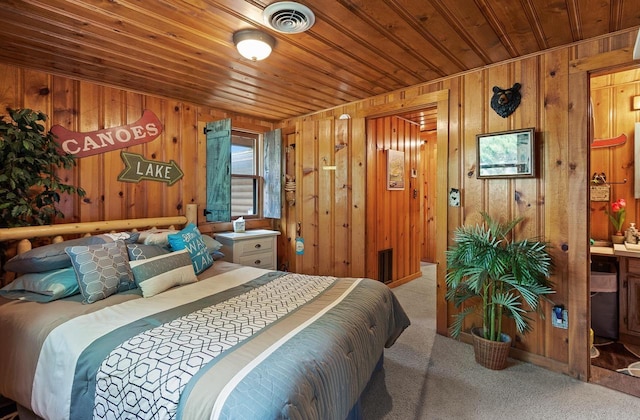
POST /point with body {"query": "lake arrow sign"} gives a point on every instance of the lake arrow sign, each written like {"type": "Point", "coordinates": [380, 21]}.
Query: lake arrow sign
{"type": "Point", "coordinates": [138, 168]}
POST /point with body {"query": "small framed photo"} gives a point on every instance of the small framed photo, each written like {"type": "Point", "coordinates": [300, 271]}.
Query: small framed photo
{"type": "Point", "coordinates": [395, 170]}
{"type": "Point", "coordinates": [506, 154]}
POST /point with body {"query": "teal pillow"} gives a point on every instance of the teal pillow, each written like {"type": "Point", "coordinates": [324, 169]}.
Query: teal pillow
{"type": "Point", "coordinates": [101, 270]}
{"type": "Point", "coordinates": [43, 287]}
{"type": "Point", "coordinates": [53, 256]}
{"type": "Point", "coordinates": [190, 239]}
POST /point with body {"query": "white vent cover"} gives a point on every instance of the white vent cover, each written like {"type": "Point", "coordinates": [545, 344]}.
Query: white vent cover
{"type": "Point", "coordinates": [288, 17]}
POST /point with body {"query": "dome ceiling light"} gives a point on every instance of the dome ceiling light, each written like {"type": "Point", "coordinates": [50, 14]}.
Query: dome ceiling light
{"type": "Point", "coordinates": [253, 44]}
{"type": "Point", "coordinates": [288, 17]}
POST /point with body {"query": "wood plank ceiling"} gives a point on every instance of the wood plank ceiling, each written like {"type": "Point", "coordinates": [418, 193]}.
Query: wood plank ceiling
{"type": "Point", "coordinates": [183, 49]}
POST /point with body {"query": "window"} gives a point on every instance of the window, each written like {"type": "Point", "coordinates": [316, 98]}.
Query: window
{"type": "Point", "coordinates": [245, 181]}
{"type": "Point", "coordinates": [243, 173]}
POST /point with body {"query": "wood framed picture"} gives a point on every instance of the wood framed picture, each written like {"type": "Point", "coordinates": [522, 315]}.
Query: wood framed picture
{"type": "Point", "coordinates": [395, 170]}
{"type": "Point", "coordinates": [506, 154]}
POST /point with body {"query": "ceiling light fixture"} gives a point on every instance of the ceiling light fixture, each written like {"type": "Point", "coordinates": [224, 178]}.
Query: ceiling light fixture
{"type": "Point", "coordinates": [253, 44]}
※ ※ ※
**What the task asks**: Copy out, unchanged, everything in the listing from the line containing "of the ceiling" down to the end of the listing.

**Result of this exercise**:
POST /point with body {"query": "ceiling light fixture"} gives a point on every instance of the ceiling light fixture, each written like {"type": "Point", "coordinates": [224, 178]}.
Query: ceiling light fixture
{"type": "Point", "coordinates": [253, 44]}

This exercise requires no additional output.